Pull out every line in the rows below that contains the word "keypoint", copying each such line in full. Case matters.
BEGIN Data
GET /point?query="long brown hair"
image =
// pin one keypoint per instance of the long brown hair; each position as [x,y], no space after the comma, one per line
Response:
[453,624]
END Data
BEGIN Data
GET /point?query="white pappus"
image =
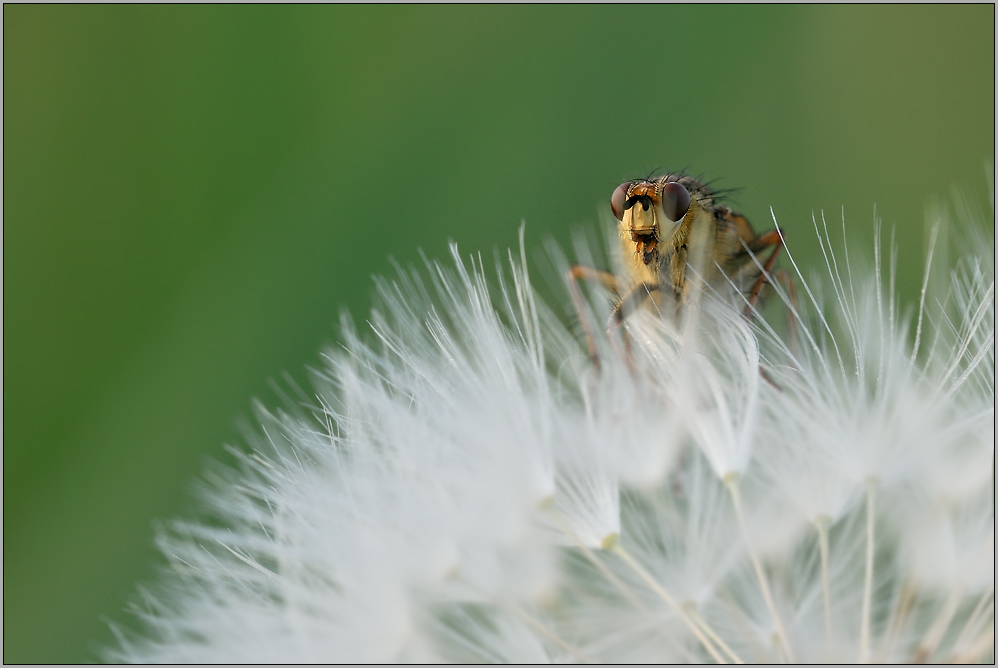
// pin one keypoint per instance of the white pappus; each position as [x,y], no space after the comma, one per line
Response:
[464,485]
END Data
BEGIN Data
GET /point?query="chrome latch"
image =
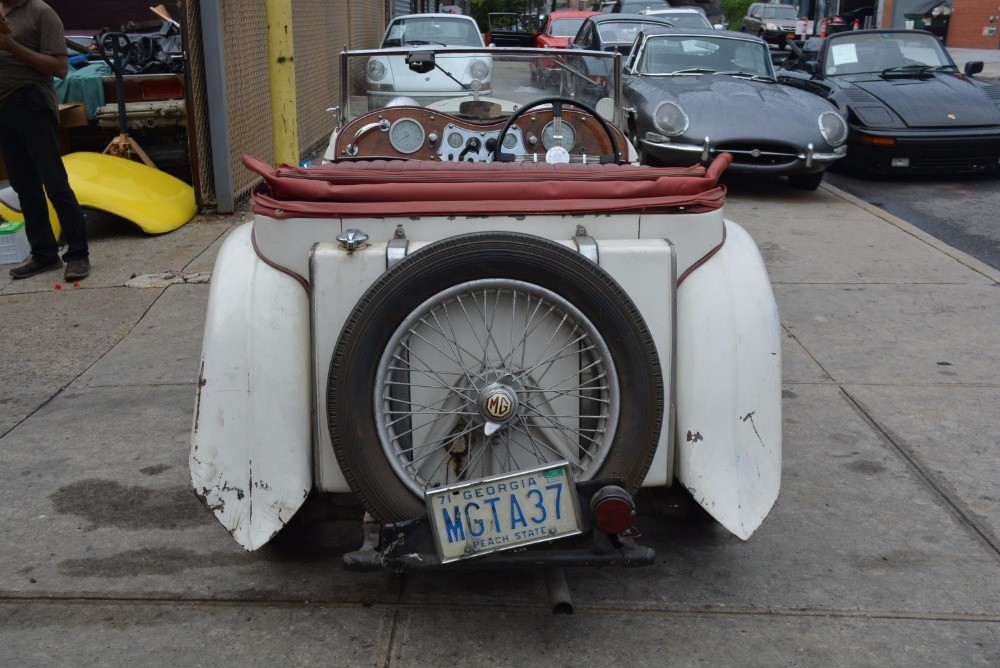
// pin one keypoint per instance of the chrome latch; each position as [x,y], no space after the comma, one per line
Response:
END Data
| Exercise answer |
// pin one keypoint per instance of the long brown hair; each position as [x,y], no space after the comma, one per line
// pin one keypoint per instance of the white pappus; each position as [x,y], no space after the comma, one per line
// pin one keypoint per instance of the chrome latch; each position as [x,y], no space after the comma, one per line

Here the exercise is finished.